The request:
Convert the rows below into a JSON list of strings, with one string for each line and any blank lines omitted.

[Entries from a point annotation set]
□ □ □
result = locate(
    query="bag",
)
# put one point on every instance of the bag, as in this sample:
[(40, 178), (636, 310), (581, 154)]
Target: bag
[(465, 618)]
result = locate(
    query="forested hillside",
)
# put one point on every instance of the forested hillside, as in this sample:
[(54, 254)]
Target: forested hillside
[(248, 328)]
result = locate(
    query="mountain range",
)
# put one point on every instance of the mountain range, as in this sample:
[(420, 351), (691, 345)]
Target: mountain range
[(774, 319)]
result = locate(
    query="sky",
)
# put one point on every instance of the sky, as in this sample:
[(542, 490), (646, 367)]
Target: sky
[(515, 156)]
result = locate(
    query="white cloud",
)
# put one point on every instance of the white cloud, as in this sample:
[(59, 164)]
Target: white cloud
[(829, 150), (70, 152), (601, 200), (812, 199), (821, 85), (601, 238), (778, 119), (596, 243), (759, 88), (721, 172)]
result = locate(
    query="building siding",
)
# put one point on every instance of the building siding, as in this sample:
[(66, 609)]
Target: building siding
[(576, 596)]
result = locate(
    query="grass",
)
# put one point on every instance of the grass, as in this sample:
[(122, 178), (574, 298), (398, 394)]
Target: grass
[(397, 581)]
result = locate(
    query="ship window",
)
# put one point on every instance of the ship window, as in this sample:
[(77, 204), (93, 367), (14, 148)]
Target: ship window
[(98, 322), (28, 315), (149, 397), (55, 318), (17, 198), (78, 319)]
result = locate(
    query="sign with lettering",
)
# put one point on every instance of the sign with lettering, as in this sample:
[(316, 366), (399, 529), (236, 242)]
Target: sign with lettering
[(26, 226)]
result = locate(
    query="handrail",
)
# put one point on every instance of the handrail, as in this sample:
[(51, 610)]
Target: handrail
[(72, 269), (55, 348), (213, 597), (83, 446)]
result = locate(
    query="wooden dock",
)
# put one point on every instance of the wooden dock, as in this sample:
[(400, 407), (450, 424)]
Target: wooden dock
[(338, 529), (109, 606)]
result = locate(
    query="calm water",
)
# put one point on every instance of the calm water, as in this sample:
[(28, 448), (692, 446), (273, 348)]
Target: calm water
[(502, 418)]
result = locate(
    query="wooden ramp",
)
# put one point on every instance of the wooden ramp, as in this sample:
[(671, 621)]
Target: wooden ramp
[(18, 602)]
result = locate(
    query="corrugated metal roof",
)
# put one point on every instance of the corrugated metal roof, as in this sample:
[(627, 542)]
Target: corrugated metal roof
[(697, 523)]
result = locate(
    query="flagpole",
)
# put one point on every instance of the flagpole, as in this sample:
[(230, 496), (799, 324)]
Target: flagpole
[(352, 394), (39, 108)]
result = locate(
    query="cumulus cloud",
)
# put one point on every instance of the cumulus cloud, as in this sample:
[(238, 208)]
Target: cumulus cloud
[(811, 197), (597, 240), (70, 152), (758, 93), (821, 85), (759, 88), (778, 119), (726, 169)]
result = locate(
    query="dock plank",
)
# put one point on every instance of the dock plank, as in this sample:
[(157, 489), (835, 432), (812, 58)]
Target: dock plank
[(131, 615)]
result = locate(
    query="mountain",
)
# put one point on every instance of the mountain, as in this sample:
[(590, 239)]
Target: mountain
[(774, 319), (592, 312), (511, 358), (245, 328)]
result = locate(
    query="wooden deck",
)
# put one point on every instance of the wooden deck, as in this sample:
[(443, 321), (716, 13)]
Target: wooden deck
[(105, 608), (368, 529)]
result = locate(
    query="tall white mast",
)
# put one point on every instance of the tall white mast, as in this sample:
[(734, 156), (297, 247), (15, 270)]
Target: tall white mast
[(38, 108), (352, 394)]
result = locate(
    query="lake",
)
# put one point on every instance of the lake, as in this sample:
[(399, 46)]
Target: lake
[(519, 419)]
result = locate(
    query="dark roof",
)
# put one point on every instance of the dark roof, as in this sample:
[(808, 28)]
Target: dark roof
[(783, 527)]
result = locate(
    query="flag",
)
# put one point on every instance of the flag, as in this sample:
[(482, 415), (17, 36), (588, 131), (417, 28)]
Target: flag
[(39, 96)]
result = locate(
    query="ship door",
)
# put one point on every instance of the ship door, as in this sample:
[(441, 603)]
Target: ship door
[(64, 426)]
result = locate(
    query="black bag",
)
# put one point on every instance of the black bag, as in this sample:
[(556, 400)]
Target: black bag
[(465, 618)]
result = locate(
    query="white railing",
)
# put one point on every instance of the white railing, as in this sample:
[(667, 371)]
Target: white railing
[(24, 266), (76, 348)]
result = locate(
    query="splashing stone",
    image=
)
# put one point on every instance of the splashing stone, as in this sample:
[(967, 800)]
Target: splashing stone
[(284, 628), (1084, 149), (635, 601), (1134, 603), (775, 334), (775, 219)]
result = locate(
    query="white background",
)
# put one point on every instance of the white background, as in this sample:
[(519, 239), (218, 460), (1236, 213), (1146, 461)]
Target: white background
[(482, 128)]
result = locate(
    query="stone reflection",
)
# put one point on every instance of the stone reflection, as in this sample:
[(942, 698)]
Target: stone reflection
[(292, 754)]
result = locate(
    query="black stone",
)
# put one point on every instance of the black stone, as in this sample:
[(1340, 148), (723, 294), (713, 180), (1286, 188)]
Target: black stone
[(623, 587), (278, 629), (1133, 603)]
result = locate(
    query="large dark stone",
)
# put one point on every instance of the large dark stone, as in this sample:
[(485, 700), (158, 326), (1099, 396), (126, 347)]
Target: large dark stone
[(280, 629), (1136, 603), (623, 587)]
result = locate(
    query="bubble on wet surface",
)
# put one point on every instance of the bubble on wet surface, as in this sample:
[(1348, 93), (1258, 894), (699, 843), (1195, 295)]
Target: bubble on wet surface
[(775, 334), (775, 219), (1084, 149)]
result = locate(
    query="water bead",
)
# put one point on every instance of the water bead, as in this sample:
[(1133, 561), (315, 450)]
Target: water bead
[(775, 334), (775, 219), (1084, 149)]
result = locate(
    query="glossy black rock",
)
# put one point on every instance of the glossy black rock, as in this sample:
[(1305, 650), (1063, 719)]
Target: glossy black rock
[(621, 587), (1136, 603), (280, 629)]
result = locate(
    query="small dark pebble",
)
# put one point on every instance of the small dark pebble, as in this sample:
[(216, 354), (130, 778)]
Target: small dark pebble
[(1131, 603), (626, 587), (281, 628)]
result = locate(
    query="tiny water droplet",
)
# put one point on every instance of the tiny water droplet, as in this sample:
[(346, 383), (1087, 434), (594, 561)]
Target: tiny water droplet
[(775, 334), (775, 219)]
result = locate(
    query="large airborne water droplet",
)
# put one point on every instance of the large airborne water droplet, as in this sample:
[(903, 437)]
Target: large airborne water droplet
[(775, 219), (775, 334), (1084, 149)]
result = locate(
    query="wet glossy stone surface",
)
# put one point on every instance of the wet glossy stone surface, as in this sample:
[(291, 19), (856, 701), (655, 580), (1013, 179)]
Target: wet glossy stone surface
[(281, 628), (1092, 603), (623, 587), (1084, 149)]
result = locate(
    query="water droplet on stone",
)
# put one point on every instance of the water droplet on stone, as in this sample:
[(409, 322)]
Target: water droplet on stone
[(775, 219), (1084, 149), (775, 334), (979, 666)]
□ □ □
Full answer:
[
  "result = locate(",
  "    query=\"bag\",",
  ")",
  "# put one point on every instance of the bag, as in this sample:",
  "[(40, 178), (636, 310), (581, 154)]",
  "Target: bag",
  "[(465, 618)]",
  "result = locate(",
  "    query=\"forested hillside\",",
  ")",
  "# put one point on every instance of the forested hillside, as in this sample:",
  "[(54, 254)]",
  "Target: forested hillside",
  "[(248, 328)]",
  "result = locate(",
  "    query=\"mountain range\",",
  ")",
  "# put one point on every instance of the mountain range, as in this sample:",
  "[(420, 351), (691, 345)]",
  "Target: mountain range",
  "[(774, 319)]",
  "result = locate(",
  "    query=\"sky\",",
  ")",
  "# put one point on every instance of the sky, as in this sample:",
  "[(542, 490), (646, 367)]",
  "Target: sky",
  "[(515, 156)]",
  "result = locate(",
  "    query=\"white cloud\",",
  ")",
  "# put one point on every instance of the white cloud, as in this sample:",
  "[(59, 164)]",
  "Target: white cloud",
  "[(829, 150), (70, 152), (601, 200), (812, 199), (821, 85), (601, 238), (778, 119), (596, 243), (759, 88), (721, 172)]",
  "result = locate(",
  "    query=\"building siding\",",
  ")",
  "# put one point on every instance of the building siding, as in this sample:",
  "[(66, 609)]",
  "Target: building siding",
  "[(576, 596)]",
  "result = locate(",
  "    query=\"grass\",",
  ")",
  "# put one point on every instance of the grass, as in this sample:",
  "[(122, 178), (574, 298), (398, 394)]",
  "Target: grass",
  "[(397, 581)]",
  "result = locate(",
  "    query=\"ship window\",",
  ")",
  "# put one point on every instance of the ship window, as in this sample:",
  "[(77, 204), (93, 367), (14, 148)]",
  "Target: ship window",
  "[(98, 322), (28, 315), (149, 397), (55, 318), (17, 198), (78, 319)]",
  "result = locate(",
  "    query=\"sign with lettering\",",
  ")",
  "# put one point on every instance of the sign with lettering, as in this sample:",
  "[(316, 366), (399, 529), (236, 242)]",
  "Target: sign with lettering",
  "[(26, 226)]",
  "result = locate(",
  "    query=\"handrail\",",
  ")",
  "# put one point on every instance of the handrail, as in this sample:",
  "[(51, 610)]",
  "Target: handrail",
  "[(72, 269), (55, 348), (213, 597), (83, 446)]",
  "result = locate(",
  "    query=\"wooden dock\",",
  ")",
  "# put one point on every instance of the wooden dock, as in this sample:",
  "[(400, 407), (450, 424)]",
  "Target: wooden dock",
  "[(338, 529), (109, 606)]",
  "result = locate(",
  "    query=\"calm water\",",
  ")",
  "# put one point on every instance of the calm water, as in this sample:",
  "[(28, 448), (692, 446), (273, 348)]",
  "Target: calm water",
  "[(502, 418)]",
  "result = locate(",
  "    query=\"wooden ramp\",",
  ")",
  "# put one point on every instance of the wooden ramp, as in this sample:",
  "[(671, 621)]",
  "Target: wooden ramp",
  "[(18, 602)]",
  "result = locate(",
  "    query=\"corrugated metal roof\",",
  ")",
  "# put one point on every instance of the corrugated metal roof, as in this sample:",
  "[(627, 542)]",
  "Target: corrugated metal roof",
  "[(697, 523)]",
  "result = locate(",
  "    query=\"flagpole\",",
  ")",
  "# put one point on every instance of the flagpole, as in this sample:",
  "[(230, 496), (799, 324)]",
  "Target: flagpole",
  "[(352, 394), (39, 108)]",
  "result = locate(",
  "    query=\"cumulus cloud\",",
  ")",
  "# put one point on every instance of the cumulus cloud, as in this sample:",
  "[(238, 208)]",
  "Target: cumulus cloud",
  "[(811, 197), (597, 240), (70, 152), (758, 93), (821, 85), (759, 88), (778, 119), (726, 169)]",
  "result = locate(",
  "    query=\"dock plank\",",
  ")",
  "# put one point on every instance of the dock plank, as in this sample:",
  "[(157, 489), (835, 432), (812, 58)]",
  "Target: dock plank",
  "[(131, 615)]",
  "result = locate(",
  "    query=\"mountain\",",
  ")",
  "# put one point on every instance of the mountain, as in this sample:",
  "[(590, 239)]",
  "Target: mountain",
  "[(774, 319), (592, 312), (511, 358), (245, 328)]",
  "result = locate(",
  "    query=\"wooden deck\",",
  ")",
  "# put one point on every instance of the wooden deck, as in this sample:",
  "[(443, 321), (716, 13)]",
  "Target: wooden deck",
  "[(105, 608), (368, 529)]",
  "result = locate(",
  "    query=\"tall white mast\",",
  ")",
  "# put one point on every instance of the tall white mast, as in this sample:",
  "[(734, 156), (297, 247), (15, 270)]",
  "Target: tall white mast",
  "[(38, 108), (352, 394)]",
  "result = locate(",
  "    query=\"lake\",",
  ")",
  "# put one point on every instance of the lake, as in this sample:",
  "[(399, 46)]",
  "Target: lake",
  "[(519, 419)]",
  "result = locate(",
  "    query=\"dark roof\",",
  ")",
  "# put one point on every instance of the dark roof, as in this sample:",
  "[(808, 28)]",
  "Target: dark roof",
  "[(783, 527)]",
  "result = locate(",
  "    query=\"flag\",",
  ")",
  "# put one point on every instance of the flag, as in this sample:",
  "[(482, 415), (17, 36), (588, 131), (417, 28)]",
  "Target: flag",
  "[(39, 96)]",
  "result = locate(",
  "    query=\"ship door\",",
  ")",
  "# put one point on every instance of the ship door, as in this sample:",
  "[(441, 603)]",
  "Target: ship door",
  "[(64, 426)]",
  "result = locate(",
  "    query=\"black bag\",",
  ")",
  "# put one point on every instance of the black bag, as in this sample:",
  "[(556, 400)]",
  "Target: black bag",
  "[(465, 618)]",
  "result = locate(",
  "    query=\"white railing\",",
  ")",
  "# put one point on every instance of the white railing, as in this sample:",
  "[(667, 371)]",
  "Target: white railing",
  "[(24, 266), (76, 348)]",
  "result = locate(",
  "    query=\"splashing stone\",",
  "    image=",
  ")",
  "# put one point on every instance of the splashing stone, as in this sample:",
  "[(967, 800)]",
  "Target: splashing stone",
  "[(284, 628), (1084, 149), (635, 601), (1134, 603), (775, 334), (775, 219)]",
  "result = locate(",
  "    query=\"white background\",",
  ")",
  "# put one point on every instance of the white background, as in this sample:",
  "[(519, 239), (218, 460), (1236, 213), (1146, 461)]",
  "Target: white background",
  "[(482, 128)]",
  "result = locate(",
  "    query=\"stone reflection\",",
  ")",
  "# put one point on every instance of the stone reflection, as in this sample:",
  "[(942, 698)]",
  "Target: stone reflection",
  "[(292, 754)]",
  "result = locate(",
  "    query=\"black stone\",",
  ")",
  "# put one point on every instance of the black stone, as in this sample:",
  "[(1340, 148), (723, 294), (713, 180), (1286, 188)]",
  "Target: black stone",
  "[(623, 587), (278, 629), (1133, 603)]",
  "result = locate(",
  "    query=\"large dark stone\",",
  ")",
  "# put one point on every instance of the large dark stone, as in this sample:",
  "[(485, 700), (158, 326), (1099, 396), (126, 347)]",
  "Target: large dark stone",
  "[(280, 629), (1136, 603), (623, 587)]",
  "result = locate(",
  "    query=\"bubble on wet surface\",",
  ")",
  "# put one point on every instance of the bubble on wet surface, as in this sample:",
  "[(1348, 93), (1258, 894), (699, 843), (1195, 295)]",
  "Target: bubble on wet surface",
  "[(775, 334), (775, 219), (1084, 149)]",
  "result = locate(",
  "    query=\"water bead\",",
  ")",
  "# put one point on every instance of the water bead, as in this sample:",
  "[(1133, 561), (315, 450)]",
  "Target: water bead",
  "[(775, 334), (775, 219), (1084, 149)]",
  "result = locate(",
  "    query=\"glossy black rock\",",
  ")",
  "# put one point on every instance of the glossy black rock, as in this sample:",
  "[(1305, 650), (1063, 719)]",
  "Target: glossy black rock",
  "[(621, 587), (1136, 603), (280, 629)]",
  "result = locate(",
  "    query=\"small dark pebble\",",
  ")",
  "# put one point on every instance of the small dark pebble, as in this sample:",
  "[(216, 354), (130, 778)]",
  "Target: small dark pebble",
  "[(1131, 603), (626, 587), (281, 628)]",
  "result = locate(",
  "    query=\"tiny water droplet\",",
  ")",
  "# put one point on every instance of the tiny water droplet, as in this sample:",
  "[(346, 383), (1087, 434), (594, 561)]",
  "Target: tiny water droplet",
  "[(775, 334), (775, 219)]",
  "result = locate(",
  "    query=\"large airborne water droplet\",",
  ")",
  "# put one point on every instance of the large airborne water droplet, as in this sample:",
  "[(903, 437)]",
  "Target: large airborne water droplet",
  "[(775, 219), (775, 334), (1084, 149)]",
  "result = locate(",
  "    query=\"wet glossy stone surface\",",
  ")",
  "# put one point on every instance of the wet glossy stone surface, as in this sample:",
  "[(291, 19), (856, 701), (655, 580), (1013, 179)]",
  "Target: wet glossy stone surface",
  "[(281, 628), (1092, 603), (623, 587), (1084, 149)]",
  "result = locate(",
  "    query=\"water droplet on stone\",",
  ")",
  "# put one point on every instance of the water droplet on stone, as in this sample:",
  "[(409, 322)]",
  "Target: water droplet on stone",
  "[(775, 219), (1084, 149), (775, 334), (979, 666)]"
]